## Required action
Without any images, output the records below verbatim.

(Dataset entries)
----------

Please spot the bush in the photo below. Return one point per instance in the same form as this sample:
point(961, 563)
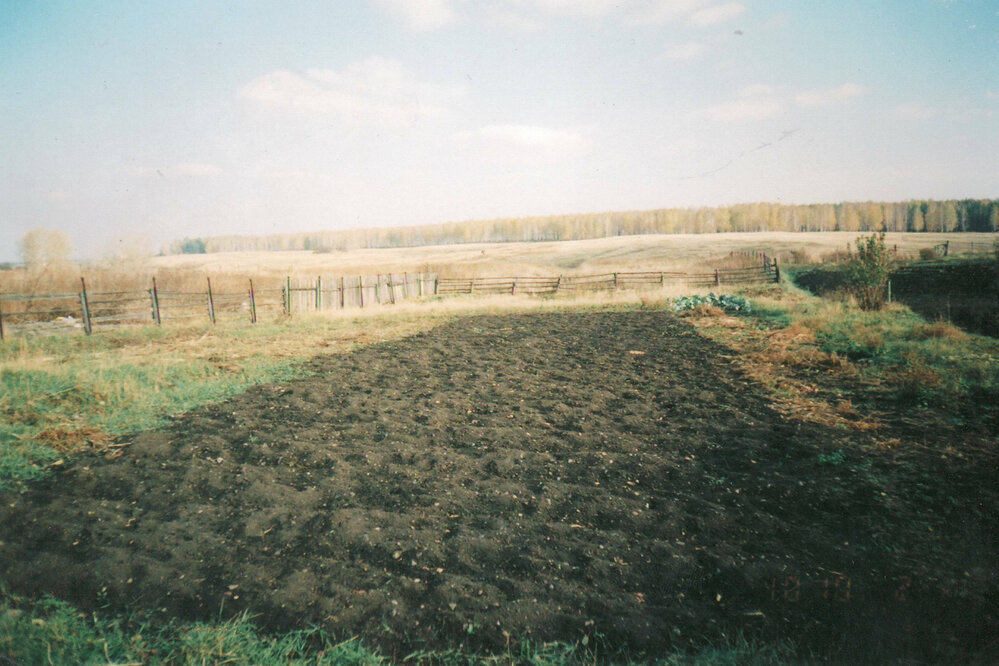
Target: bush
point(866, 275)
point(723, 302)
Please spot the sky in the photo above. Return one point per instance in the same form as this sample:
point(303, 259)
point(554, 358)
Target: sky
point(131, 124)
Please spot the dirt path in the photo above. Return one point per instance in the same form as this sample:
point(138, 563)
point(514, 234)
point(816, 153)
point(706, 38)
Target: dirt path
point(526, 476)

----------

## Expected answer
Please spot the bush in the photo below. Return one point per instance in the same form as this sample:
point(961, 563)
Target: bush
point(866, 275)
point(723, 302)
Please spot the sky in the photo above. Return one point per instance in the same form as this sample:
point(303, 259)
point(554, 358)
Target: sky
point(131, 124)
Please spot the dirt path in the photo above. Return one point per instance in the same form as this sample:
point(138, 563)
point(514, 234)
point(816, 153)
point(706, 38)
Target: dirt path
point(526, 476)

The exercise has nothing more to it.